──────── Passage shown ────────
# Importing Libraries and Modules

In [144]:
import numpy as np
import pandas as pd
import nltk
from nltk.stem import WordNetLemmatizer,PorterStemmer
from nltk.corpus import stopwords
from nltk.tag import pos_tag
from nltk.tokenize import word_tokenize,TweetTokenizer
from nltk import FreqDist, classify, NaiveBayesClassifier
import re, string, random
import io
import collections
from nltk.metrics import *
from nltk.corpus import wordnet

In [145]:
nltk.download('punkt')
nltk.download('stopwords')
nltk.download('wordnet')
nltk.download('averaged_perceptron_tagger')

[nltk_data] Downloading package punkt to /root/nltk_data...
[nltk_data]   Package punkt is already up-to-date!
[nltk_data] Downloading package stopwords to /root/nltk_data...
[nltk_data]   Package stopwords is already up-to-date!
[nltk_data] Downloading package wordnet to /root/nltk_data...
[nltk_data]   Package wordnet is already up-to-date!
[nltk_data] Downloading package averaged_perceptron_tagger to
[nltk_data]     /root/nltk_data...
[nltk_data]   Package averaged_perceptron_tagger is already up-to-
[nltk_data]       date!
────────
◆ Instruction 1
Reproduce the notebook excerpt on importing libraries and modules in full, character for character.
◆ Instruction 2
Turn the entries below into a JSON list of strings, one string per line, starting at the line containing "For the benchmark, mark every instance of the clear" and ending with the last line of the entries, both included. Skip blank lines and leave out the pictures.
──────── Source material ────────
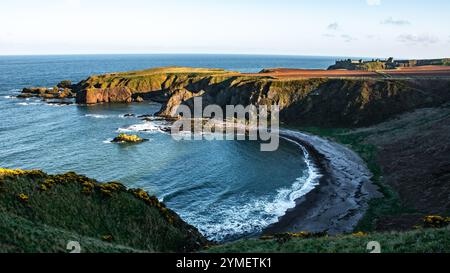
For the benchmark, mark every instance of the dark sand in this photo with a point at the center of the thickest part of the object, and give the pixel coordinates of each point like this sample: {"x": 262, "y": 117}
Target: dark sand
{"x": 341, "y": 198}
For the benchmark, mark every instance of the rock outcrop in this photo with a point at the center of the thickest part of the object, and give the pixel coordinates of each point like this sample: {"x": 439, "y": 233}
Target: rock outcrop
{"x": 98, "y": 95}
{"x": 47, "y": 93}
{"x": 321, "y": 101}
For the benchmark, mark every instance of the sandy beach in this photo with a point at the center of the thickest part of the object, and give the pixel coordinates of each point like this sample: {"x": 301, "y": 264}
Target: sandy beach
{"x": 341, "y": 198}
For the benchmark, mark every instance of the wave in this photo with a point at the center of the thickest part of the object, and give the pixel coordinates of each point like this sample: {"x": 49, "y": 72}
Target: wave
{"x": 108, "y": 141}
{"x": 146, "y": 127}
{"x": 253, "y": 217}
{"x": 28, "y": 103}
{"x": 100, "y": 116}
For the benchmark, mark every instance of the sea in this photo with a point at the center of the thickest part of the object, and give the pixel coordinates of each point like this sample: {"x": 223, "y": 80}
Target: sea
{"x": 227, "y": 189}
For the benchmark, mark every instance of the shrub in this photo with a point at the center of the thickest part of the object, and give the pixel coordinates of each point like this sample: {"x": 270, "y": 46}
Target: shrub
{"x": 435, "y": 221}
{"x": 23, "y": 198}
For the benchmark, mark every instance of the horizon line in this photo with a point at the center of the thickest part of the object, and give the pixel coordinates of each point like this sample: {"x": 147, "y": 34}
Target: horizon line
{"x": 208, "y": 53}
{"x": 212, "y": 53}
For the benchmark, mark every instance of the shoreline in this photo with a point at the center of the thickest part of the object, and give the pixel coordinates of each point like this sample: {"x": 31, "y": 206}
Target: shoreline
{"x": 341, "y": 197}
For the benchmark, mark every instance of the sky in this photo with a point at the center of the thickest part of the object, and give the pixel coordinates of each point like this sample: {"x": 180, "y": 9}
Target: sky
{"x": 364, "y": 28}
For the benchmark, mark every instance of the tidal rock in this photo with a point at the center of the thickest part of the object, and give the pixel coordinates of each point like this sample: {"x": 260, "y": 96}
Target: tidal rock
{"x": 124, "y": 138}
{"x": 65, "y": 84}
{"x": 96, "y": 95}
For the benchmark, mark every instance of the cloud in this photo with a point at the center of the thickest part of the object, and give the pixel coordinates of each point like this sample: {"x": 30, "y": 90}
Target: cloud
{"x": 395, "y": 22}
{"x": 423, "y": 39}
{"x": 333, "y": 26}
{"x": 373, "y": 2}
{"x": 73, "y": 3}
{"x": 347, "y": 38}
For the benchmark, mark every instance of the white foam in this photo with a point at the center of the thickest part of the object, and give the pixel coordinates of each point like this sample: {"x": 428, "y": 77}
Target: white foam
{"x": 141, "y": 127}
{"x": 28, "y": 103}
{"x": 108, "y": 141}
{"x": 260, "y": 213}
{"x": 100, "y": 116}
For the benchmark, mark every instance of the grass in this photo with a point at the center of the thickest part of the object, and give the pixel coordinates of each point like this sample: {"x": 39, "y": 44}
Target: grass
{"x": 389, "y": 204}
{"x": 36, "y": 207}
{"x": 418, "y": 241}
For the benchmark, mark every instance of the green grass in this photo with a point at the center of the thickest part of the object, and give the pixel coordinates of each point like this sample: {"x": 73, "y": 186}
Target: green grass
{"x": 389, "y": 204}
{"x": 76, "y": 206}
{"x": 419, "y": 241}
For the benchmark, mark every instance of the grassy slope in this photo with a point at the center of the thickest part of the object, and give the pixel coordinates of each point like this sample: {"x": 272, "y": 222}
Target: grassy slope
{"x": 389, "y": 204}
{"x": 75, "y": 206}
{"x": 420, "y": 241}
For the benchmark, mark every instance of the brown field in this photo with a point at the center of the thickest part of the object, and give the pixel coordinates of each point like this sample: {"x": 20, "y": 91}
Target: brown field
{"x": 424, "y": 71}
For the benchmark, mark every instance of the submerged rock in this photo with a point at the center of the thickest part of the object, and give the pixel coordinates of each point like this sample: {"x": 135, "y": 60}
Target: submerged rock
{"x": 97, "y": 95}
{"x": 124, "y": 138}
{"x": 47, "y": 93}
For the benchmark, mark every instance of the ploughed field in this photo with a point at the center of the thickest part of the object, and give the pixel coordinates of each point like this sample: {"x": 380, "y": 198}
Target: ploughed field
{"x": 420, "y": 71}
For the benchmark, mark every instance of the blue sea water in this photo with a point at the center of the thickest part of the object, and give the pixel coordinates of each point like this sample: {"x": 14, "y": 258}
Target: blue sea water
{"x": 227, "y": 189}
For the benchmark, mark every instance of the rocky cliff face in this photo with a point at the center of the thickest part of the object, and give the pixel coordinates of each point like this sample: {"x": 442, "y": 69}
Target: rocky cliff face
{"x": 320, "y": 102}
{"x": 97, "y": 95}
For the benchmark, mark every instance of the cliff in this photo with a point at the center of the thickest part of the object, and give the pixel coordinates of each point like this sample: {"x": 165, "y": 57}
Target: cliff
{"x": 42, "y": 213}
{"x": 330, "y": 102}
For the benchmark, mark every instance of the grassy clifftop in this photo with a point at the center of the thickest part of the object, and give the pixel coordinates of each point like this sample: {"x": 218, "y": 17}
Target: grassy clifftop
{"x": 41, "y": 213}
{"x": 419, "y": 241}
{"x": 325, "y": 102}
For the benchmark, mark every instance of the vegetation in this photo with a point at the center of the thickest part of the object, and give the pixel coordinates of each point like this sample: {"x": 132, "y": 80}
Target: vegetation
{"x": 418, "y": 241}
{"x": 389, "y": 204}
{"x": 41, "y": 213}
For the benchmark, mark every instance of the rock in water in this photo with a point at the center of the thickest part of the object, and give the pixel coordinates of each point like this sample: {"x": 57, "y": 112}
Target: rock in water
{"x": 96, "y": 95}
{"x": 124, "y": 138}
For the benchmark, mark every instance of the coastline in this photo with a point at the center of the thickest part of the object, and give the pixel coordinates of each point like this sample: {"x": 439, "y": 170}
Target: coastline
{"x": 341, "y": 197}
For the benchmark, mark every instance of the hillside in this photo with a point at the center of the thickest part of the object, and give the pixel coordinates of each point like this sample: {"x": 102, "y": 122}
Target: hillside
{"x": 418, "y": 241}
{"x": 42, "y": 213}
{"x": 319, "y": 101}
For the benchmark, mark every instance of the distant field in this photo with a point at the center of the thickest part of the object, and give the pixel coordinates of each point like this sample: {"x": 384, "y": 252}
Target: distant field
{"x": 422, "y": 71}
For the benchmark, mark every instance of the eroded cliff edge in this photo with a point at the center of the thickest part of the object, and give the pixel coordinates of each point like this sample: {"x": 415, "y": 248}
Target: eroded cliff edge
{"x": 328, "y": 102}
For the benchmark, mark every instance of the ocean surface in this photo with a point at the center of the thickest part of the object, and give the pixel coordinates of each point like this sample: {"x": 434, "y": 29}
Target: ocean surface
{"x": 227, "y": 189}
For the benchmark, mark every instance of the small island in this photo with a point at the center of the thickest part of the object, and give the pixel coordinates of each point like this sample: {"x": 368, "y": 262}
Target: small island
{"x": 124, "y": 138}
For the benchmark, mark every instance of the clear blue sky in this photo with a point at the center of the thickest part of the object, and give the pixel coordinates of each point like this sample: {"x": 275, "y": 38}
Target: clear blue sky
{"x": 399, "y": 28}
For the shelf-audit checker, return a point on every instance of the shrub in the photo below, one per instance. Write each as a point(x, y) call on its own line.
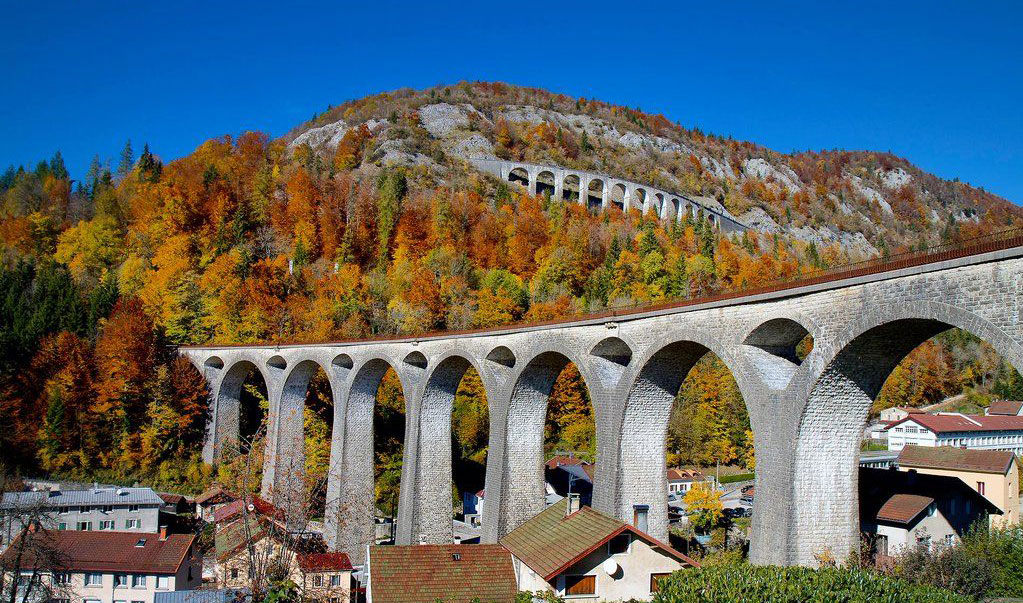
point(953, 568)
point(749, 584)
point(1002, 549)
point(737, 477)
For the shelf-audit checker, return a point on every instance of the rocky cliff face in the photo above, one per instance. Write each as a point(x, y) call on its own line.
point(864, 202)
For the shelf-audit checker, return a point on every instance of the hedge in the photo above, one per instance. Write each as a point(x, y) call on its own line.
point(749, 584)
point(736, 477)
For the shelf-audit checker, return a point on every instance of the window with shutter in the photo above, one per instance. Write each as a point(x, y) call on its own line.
────────
◆ Task result 1
# Importing Libraries and Modules

In [144]:
import numpy as np
import pandas as pd
import nltk
from nltk.stem import WordNetLemmatizer,PorterStemmer
from nltk.corpus import stopwords
from nltk.tag import pos_tag
from nltk.tokenize import word_tokenize,TweetTokenizer
from nltk import FreqDist, classify, NaiveBayesClassifier
import re, string, random
import io
import collections
from nltk.metrics import *
from nltk.corpus import wordnet

In [145]:
nltk.download('punkt')
nltk.download('stopwords')
nltk.download('wordnet')
nltk.download('averaged_perceptron_tagger')

[nltk_data] Downloading package punkt to /root/nltk_data...
[nltk_data]   Package punkt is already up-to-date!
[nltk_data] Downloading package stopwords to /root/nltk_data...
[nltk_data]   Package stopwords is already up-to-date!
[nltk_data] Downloading package wordnet to /root/nltk_data...
[nltk_data]   Package wordnet is already up-to-date!
[nltk_data] Downloading package averaged_perceptron_tagger to
[nltk_data]     /root/nltk_data...
[nltk_data]   Package averaged_perceptron_tagger is already up-to-
[nltk_data]       date!

◆ Task result 2
[
  "For the benchmark, mark every instance of the clear blue sky in this photo with a point at the center of the thickest part of the object, and give the pixel coordinates of each point like this sample: {\"x\": 275, \"y\": 38}",
  "Target: clear blue sky",
  "{\"x\": 399, \"y\": 28}",
  "For the shelf-audit checker, return a point on every instance of the shrub in the photo below, one per instance. Write each as a point(x, y) call on its own line.",
  "point(953, 568)",
  "point(749, 584)",
  "point(1002, 549)",
  "point(737, 477)",
  "For the shelf-audit checker, return a point on every instance of the rocky cliff face in the photo above, one per instance. Write each as a point(x, y) call on its own line.",
  "point(864, 202)",
  "For the shelf-audit checker, return a point on every instance of the hedge in the photo above, one per instance. Write each as a point(x, y) call on its own line.",
  "point(749, 584)",
  "point(736, 477)",
  "For the shelf-audit checker, return a point on every instance of the window with shutter in the photo above, one per instance. Write each as a point(x, y) call on its own line."
]